[Opening Page excerpt section]
Victory over Hodgkin's lymphoma shows a heart of a Lion

The lump near her neck popped up out of nowhere.

At first sight of it last March, a few weeks after her junior season with the Emmanuel Christian Academy girls basketball team, Dawnielle Coles ran to her mother, Melissa, in the kitchen.

Coles, now 18, jokingly stuck her arm in the air because that was the only way she could see the lump.

“Look mommy, it’s my twin,” she said, referencing the movie My Big Fat Greek Wedding.

“Dawnielle! You’re supposed to tell me if you have large bumps growing from your body,” Melissa said.

As her mom cried, Dawnielle told her, “Mom, it’s like my twin sister. We’re just going to grow it to full-term and I’ll have it and it will be cool,” just like the movie.

Dawnielle had a feeling it could be serious. Her happy-go-lucky attitude and faith in God helped her get through the diagnosis.

“She loves God,” Melissa said. “She’s just so outspoken and she’s artistic. It’s her personality.”

A few weeks later, the oncologist at Dayton Children’s Hospital,

Dr. Mukund Dole, diagnosed her with Hodgkin’s lymphoma (formerly known as Hodgkin’s disease).

“He’d seen it a dozen times,” Dawnielle said.

Before her biopsy, Dr. Dole told her if she woke up with a port-a-cath, a device used to infuse medication and withdraw blood without repeated needle sticks, in her chest, the lump was cancerous.

She awoke with a port.

The doctors told Coles she would face a very aggressive protocol to beat the cancer. Chemotherapy and radiation treatments followed, as did the loss of her hair and many awful side effects.

Hodgkin’s lymphoma is one of the most curable forms of cancer. As of September, Coles is 100 percent cancer free.

“Everything is getting back to normal,” Coles said. “The hair is growing pretty nice.”
[Closing Page excerpt section]
[Opening Record set section]
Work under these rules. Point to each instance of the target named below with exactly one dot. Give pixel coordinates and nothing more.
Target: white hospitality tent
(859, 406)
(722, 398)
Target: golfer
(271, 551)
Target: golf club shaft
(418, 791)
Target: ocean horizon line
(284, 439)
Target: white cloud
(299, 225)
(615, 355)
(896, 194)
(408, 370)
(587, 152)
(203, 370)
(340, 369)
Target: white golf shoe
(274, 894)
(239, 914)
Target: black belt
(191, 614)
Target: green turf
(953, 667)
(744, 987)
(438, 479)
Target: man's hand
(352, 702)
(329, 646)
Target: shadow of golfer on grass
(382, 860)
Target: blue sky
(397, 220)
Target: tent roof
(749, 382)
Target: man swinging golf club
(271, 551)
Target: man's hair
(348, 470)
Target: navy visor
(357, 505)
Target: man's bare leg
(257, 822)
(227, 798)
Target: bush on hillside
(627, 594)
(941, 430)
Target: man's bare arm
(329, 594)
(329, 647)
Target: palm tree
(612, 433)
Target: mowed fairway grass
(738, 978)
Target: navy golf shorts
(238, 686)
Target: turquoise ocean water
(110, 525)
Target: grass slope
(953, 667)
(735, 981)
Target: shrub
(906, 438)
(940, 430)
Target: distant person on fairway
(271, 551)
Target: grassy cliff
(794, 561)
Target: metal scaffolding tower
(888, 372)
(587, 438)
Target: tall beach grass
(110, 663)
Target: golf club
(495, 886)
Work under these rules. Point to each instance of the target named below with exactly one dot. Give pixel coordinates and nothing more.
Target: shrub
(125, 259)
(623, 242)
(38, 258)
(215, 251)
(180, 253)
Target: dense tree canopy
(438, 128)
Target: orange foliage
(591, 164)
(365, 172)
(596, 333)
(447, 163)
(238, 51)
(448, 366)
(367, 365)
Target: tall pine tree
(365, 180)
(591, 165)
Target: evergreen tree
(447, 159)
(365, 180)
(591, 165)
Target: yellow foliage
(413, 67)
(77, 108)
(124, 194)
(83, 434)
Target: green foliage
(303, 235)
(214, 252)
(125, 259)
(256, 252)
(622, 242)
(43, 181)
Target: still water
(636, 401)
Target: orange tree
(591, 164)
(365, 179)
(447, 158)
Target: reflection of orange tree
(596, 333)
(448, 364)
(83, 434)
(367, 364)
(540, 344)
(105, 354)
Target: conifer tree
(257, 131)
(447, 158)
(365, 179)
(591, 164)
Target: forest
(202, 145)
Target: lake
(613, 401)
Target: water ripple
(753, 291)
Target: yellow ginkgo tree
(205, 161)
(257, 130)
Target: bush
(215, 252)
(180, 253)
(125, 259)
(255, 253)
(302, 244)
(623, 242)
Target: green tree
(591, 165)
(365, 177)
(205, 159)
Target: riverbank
[Closing Record set section]
### [Tasks to perform]
[A] In the Hodgkin's lymphoma article, why did Coles stick her arm in the air when she showed her mother the lump?
[B] Transcribe the Hodgkin's lymphoma article, beginning at the words "Before her biopsy, Dr." and stopping after the words "lump was cancerous.".

### [Responses by task]
[A] She stuck her arm in the air because that was the only way she could see the lump. She did it jokingly.

[B]
Before her biopsy, Dr. Dole told her if she woke up with a port-a-cath, a device used to infuse medication and withdraw blood without repeated needle sticks, in her chest, the lump was cancerous.